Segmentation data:
----------
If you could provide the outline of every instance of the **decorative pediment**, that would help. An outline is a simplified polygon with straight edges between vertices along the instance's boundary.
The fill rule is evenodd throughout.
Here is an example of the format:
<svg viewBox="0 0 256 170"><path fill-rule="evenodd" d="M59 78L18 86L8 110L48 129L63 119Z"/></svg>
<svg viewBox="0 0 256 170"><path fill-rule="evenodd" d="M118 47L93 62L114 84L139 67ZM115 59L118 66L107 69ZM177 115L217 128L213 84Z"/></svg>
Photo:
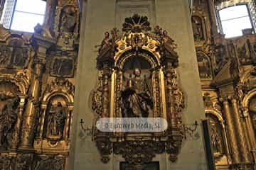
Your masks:
<svg viewBox="0 0 256 170"><path fill-rule="evenodd" d="M44 91L43 101L47 101L54 94L61 94L67 96L69 102L73 102L75 86L63 78L56 78L50 84L46 86Z"/></svg>

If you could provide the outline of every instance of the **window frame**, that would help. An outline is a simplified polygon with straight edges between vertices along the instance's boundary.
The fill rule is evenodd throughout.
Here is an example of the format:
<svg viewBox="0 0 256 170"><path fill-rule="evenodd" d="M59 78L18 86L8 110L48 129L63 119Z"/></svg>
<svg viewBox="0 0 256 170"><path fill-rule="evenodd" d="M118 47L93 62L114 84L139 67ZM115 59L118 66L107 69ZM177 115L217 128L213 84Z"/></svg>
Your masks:
<svg viewBox="0 0 256 170"><path fill-rule="evenodd" d="M9 26L9 28L7 28L8 29L11 30L14 30L14 31L20 31L20 32L23 32L23 33L33 33L33 32L31 32L30 30L20 30L18 29L11 29L11 26L14 23L14 14L16 12L18 12L20 13L26 13L26 14L31 14L33 16L36 16L36 15L38 15L38 16L43 16L43 23L44 22L44 19L46 18L46 8L47 8L47 2L46 1L46 9L45 9L45 12L44 12L44 14L39 14L39 13L31 13L31 12L28 12L28 11L19 11L19 10L16 10L16 5L17 5L17 1L18 0L13 0L14 3L14 5L12 8L12 13L11 13L11 19L10 19L10 24ZM42 1L43 1L43 0L41 0ZM6 3L7 1L6 1ZM2 15L4 15L4 13L3 13Z"/></svg>
<svg viewBox="0 0 256 170"><path fill-rule="evenodd" d="M218 23L218 28L219 33L220 34L222 34L222 35L225 35L225 33L223 32L223 24L222 24L223 21L220 19L220 11L221 10L223 10L223 9L228 8L230 8L230 7L237 6L246 6L246 8L247 8L247 12L248 12L248 16L249 16L250 22L250 24L252 26L252 29L253 30L253 33L255 33L255 24L253 23L253 21L252 21L251 11L250 11L250 6L249 6L249 4L246 3L246 2L239 3L239 4L234 4L234 5L230 5L230 6L226 6L226 7L224 7L224 8L222 8L220 9L218 9L218 10L215 11L216 11L215 13L216 13L217 23ZM236 18L234 18L233 19L236 19ZM225 38L225 39L235 38L240 37L240 36L242 36L242 35L238 35L238 36L230 37L230 38Z"/></svg>

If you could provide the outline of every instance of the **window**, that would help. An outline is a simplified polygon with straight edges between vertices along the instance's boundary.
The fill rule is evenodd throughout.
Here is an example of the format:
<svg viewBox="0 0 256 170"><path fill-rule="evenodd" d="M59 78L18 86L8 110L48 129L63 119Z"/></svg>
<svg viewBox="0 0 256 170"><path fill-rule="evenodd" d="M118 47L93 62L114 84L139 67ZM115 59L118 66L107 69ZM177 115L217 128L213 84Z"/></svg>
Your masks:
<svg viewBox="0 0 256 170"><path fill-rule="evenodd" d="M9 29L33 33L37 23L43 23L46 6L42 0L7 0L3 25Z"/></svg>
<svg viewBox="0 0 256 170"><path fill-rule="evenodd" d="M227 38L241 36L243 29L253 28L247 5L228 7L218 13L222 31Z"/></svg>

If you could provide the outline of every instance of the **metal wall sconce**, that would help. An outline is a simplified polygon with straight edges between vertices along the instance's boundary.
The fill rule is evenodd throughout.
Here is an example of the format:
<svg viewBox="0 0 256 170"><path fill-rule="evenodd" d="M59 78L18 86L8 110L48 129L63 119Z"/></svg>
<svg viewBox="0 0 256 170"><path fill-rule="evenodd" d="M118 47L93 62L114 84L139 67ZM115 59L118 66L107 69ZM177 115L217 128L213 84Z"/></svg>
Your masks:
----------
Rewrite all the rows above as a numbered list of their lines, skipping any blank lines and leaving the pictures out.

## Problem solution:
1. If you could provide the outline of every instance of the **decorative pediment**, that would help. An outline is a simplified polygon with straight edges between vertices along the instance's boundary.
2. The fill rule is evenodd throughout.
3. Here is an example of the format:
4. <svg viewBox="0 0 256 170"><path fill-rule="evenodd" d="M59 78L18 86L8 110L48 129L63 119Z"/></svg>
5. <svg viewBox="0 0 256 170"><path fill-rule="evenodd" d="M118 47L93 62L114 84L139 67ZM115 59L118 66L107 69ZM177 115L217 128L213 84Z"/></svg>
6. Photo:
7. Your masks:
8. <svg viewBox="0 0 256 170"><path fill-rule="evenodd" d="M44 91L43 101L47 101L54 94L61 94L67 96L69 102L73 102L75 86L63 78L56 78L50 84L46 86Z"/></svg>
9. If you could provide the outline of every instance of the **window frame**, that would help. An outline is a simplified polygon with straight edges between vertices along the instance's boundary.
10. The fill rule is evenodd throughout.
11. Here is an example of the format:
12. <svg viewBox="0 0 256 170"><path fill-rule="evenodd" d="M59 78L18 86L8 110L48 129L63 119Z"/></svg>
13. <svg viewBox="0 0 256 170"><path fill-rule="evenodd" d="M118 47L93 62L114 84L139 67ZM115 59L118 66L107 69ZM177 115L217 128L213 84Z"/></svg>
14. Your masks:
15. <svg viewBox="0 0 256 170"><path fill-rule="evenodd" d="M9 26L9 28L7 28L8 29L11 30L14 30L14 31L20 31L20 32L23 32L23 33L33 33L33 32L31 32L30 30L20 30L18 29L11 29L11 26L14 23L14 14L16 12L18 12L20 13L26 13L26 14L31 14L33 16L36 16L36 15L38 15L38 16L43 16L43 23L44 22L44 19L46 18L46 8L47 8L47 2L46 1L46 9L45 9L45 12L44 12L44 14L39 14L39 13L31 13L31 12L28 12L28 11L19 11L19 10L16 10L16 5L17 5L17 1L18 0L13 0L14 3L14 5L12 8L12 13L11 13L11 19L10 19L10 24ZM42 1L43 1L43 0L41 0ZM6 3L7 1L6 1ZM2 15L4 15L4 13L3 13Z"/></svg>
16. <svg viewBox="0 0 256 170"><path fill-rule="evenodd" d="M218 23L218 28L219 33L220 34L222 34L222 35L225 35L225 33L223 32L223 24L222 24L223 21L220 19L220 11L221 10L223 10L223 9L228 8L230 8L230 7L237 6L246 6L246 8L247 8L247 12L248 12L248 16L249 16L250 22L250 24L252 26L252 29L253 30L253 33L255 33L255 24L253 23L253 21L252 21L251 11L250 11L250 6L249 6L249 4L246 3L246 2L239 3L239 4L234 4L234 5L230 5L230 6L226 6L226 7L224 7L224 8L222 8L220 9L218 9L218 10L215 11L216 11L215 13L216 13L217 23ZM236 18L234 18L233 19L236 19ZM225 38L225 39L235 38L240 37L240 36L242 36L242 35L238 35L238 36L230 37L230 38Z"/></svg>
17. If you could provide the outline of every instance of the **window**, that would help. An outline is a simplified polygon with straight edges between vertices along the instance's boundary.
18. The fill rule is evenodd throughout.
19. Here is an example of the format:
20. <svg viewBox="0 0 256 170"><path fill-rule="evenodd" d="M59 78L18 86L8 110L48 129L63 119Z"/></svg>
21. <svg viewBox="0 0 256 170"><path fill-rule="evenodd" d="M118 47L93 62L114 84L139 67ZM115 59L118 66L107 69ZM177 115L217 128L213 84Z"/></svg>
22. Your masks:
23. <svg viewBox="0 0 256 170"><path fill-rule="evenodd" d="M9 29L33 33L37 23L43 23L46 6L42 0L7 0L3 25Z"/></svg>
24. <svg viewBox="0 0 256 170"><path fill-rule="evenodd" d="M227 38L241 36L243 29L253 28L247 5L228 7L218 13L222 31Z"/></svg>
25. If you could provide the outline of every instance of the **metal wall sconce**, that would help. An outline is a simplified polygon with straight edges between vertices along the instance's boundary.
26. The fill rule is evenodd throughout.
27. Here is an example of the format:
28. <svg viewBox="0 0 256 170"><path fill-rule="evenodd" d="M59 78L18 86L8 110L48 129L63 119Z"/></svg>
29. <svg viewBox="0 0 256 170"><path fill-rule="evenodd" d="M118 47L93 62L114 84L139 67ZM115 59L118 66L107 69ZM177 115L217 128L213 84Z"/></svg>
30. Your masks:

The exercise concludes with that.